What you should do >>
In your copy of the entries below, keep every word exactly and leave out all images.

Data to examine >>
-=-=-
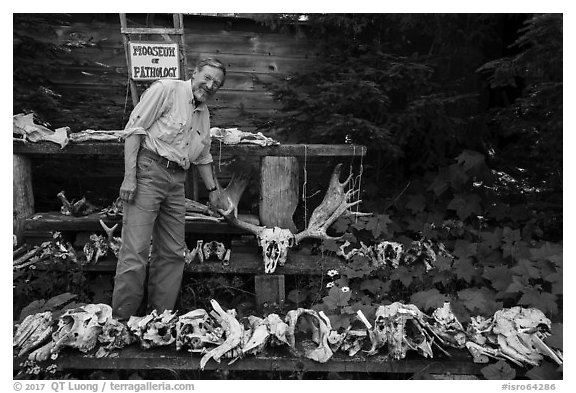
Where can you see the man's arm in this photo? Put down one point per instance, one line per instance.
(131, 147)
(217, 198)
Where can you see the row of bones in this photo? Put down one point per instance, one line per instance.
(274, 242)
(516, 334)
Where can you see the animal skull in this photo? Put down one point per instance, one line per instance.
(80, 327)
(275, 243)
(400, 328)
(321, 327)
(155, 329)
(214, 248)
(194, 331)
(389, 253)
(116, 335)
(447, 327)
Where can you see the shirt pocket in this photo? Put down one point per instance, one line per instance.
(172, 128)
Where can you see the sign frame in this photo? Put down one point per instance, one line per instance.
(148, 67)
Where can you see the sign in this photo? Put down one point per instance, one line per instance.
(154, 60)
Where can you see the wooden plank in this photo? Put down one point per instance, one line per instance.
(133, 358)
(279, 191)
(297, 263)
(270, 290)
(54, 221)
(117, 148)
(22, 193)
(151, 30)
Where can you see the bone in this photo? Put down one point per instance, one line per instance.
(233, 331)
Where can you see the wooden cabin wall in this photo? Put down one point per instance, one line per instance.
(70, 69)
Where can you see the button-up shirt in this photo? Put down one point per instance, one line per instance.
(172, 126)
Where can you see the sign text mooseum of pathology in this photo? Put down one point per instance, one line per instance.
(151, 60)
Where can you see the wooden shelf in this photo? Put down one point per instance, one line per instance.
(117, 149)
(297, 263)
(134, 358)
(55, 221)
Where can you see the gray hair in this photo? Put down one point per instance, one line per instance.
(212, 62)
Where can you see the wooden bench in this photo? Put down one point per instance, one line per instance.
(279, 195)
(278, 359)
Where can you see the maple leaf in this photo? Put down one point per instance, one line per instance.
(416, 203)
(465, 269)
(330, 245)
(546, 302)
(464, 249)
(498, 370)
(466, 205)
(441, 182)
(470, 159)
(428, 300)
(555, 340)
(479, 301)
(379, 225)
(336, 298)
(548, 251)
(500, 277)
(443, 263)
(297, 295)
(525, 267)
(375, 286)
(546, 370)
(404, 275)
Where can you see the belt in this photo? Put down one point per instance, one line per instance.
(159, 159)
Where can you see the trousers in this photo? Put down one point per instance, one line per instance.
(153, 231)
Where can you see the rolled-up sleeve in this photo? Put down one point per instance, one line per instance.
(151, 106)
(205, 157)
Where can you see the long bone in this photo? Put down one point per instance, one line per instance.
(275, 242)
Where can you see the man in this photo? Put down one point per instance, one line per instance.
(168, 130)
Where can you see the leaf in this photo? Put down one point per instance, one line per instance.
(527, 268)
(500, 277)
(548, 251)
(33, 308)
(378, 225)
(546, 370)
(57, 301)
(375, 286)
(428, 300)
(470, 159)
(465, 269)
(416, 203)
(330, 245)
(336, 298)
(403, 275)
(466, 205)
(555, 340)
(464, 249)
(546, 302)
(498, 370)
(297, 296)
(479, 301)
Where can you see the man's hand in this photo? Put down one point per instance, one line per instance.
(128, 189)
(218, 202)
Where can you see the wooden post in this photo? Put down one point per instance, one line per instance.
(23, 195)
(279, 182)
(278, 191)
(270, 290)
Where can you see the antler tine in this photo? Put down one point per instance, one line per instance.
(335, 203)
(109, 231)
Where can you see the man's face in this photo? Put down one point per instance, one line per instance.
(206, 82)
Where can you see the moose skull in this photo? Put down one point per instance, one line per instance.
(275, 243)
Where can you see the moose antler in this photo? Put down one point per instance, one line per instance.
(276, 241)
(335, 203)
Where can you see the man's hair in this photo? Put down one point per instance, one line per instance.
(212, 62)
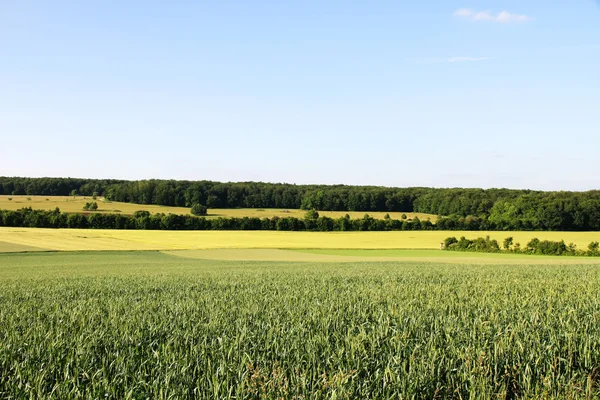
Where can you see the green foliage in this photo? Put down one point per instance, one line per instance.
-=-=-
Answer section >>
Where can you see the man's arm in this photo? Put down one point per instance, one line per instance.
(131, 147)
(217, 198)
Where can you see the row of bones in this photo? Put down one point per instance, one line per instance.
(274, 242)
(516, 334)
Where can you see the animal skull in this photo? Put down one point per instance, one line per instance.
(80, 327)
(275, 243)
(400, 328)
(321, 327)
(155, 329)
(214, 248)
(194, 331)
(389, 253)
(116, 335)
(447, 327)
Where can you see the shirt pocket in this photo? Put down one point per instance, one line per instance.
(172, 128)
Where can you see the sign frame in this photo? Put down one point per instance, one line per instance.
(148, 67)
Where can you see the sign in this photo? Put down one point per instance, one line per instance.
(154, 60)
Where can you see the wooden plank in this photo? Put down one point per instance, one line per instance.
(133, 358)
(279, 191)
(297, 263)
(270, 290)
(54, 221)
(117, 148)
(22, 193)
(151, 30)
Where can you see the bone in this photo? Put down one point per instance, one line per instance.
(233, 331)
Where can you see the wooden cabin wall in this photo? Put down one point per instance, one line per instance.
(70, 69)
Where can you see the button-up shirt in this photo? Put down one point per instance, one line per instance.
(172, 126)
Where can you see the sign text mooseum of pathology in this photo? Put down one point per instance, one line per instance.
(151, 60)
Where can you see the wooden shelf in this photo? Put down one point per instance, one line per instance.
(117, 149)
(297, 263)
(134, 358)
(55, 221)
Where can you see the gray hair in this photo? Put down one point per instance, one line per instance.
(212, 62)
Where can you see the wooden bench in this photo? Put down one point per instance, one line per instance.
(279, 195)
(278, 359)
Where can you see the maple leaf in this photo? Put down one point per instance, one line per instance.
(416, 203)
(465, 269)
(330, 245)
(546, 302)
(464, 249)
(498, 370)
(466, 205)
(441, 182)
(470, 159)
(428, 300)
(555, 340)
(479, 301)
(379, 225)
(336, 298)
(548, 251)
(500, 277)
(443, 263)
(297, 295)
(525, 267)
(375, 286)
(546, 370)
(404, 275)
Where can you see the belt in this photo? Put down one point per instance, one line per instance.
(159, 159)
Where can you see the trousers in this photo? Put down one point per instance, one line per instance.
(153, 231)
Where can you see the rolled-up sleeve in this photo? Put down one point per instance, one line per instance.
(151, 106)
(205, 157)
Where can you see the long bone in this photo? Put down one point per instance, one line per instance.
(275, 242)
Where can you see the man in this photo? Put down one point per instance, one line per instance.
(168, 130)
Where can you see the leaf in this photo? Put down one point per instance, one line per instance.
(527, 268)
(500, 277)
(548, 251)
(33, 308)
(378, 225)
(546, 370)
(57, 301)
(375, 286)
(428, 300)
(470, 159)
(465, 269)
(416, 203)
(330, 245)
(336, 298)
(403, 275)
(466, 205)
(555, 340)
(464, 249)
(546, 302)
(498, 370)
(297, 296)
(479, 301)
Where can you see the man's hand in this photo? Put down one point per instance, one line per instance.
(128, 189)
(218, 202)
Where can you see the wooden post in this photo? Put down one point per instance, one line per instance.
(23, 195)
(279, 182)
(278, 191)
(270, 290)
Where can you see the antler tine in this photo? Put down one point per instance, one line per instance.
(335, 203)
(109, 231)
Where can you see the man's face in this photo? Put down one point per instance, one line per instance.
(206, 82)
Where can you see the moose skull in this photo? Put down one point per instance, one line per instance.
(275, 243)
Where can you see the moose antler in this photo? Put down one point per instance, one line per instance.
(276, 241)
(335, 203)
Where can you see the man's hair in this photo? Put down one point per instance, one line per instance.
(212, 62)
Where can you see the green foliage in this photo? Put down one point per instance, one line per instance.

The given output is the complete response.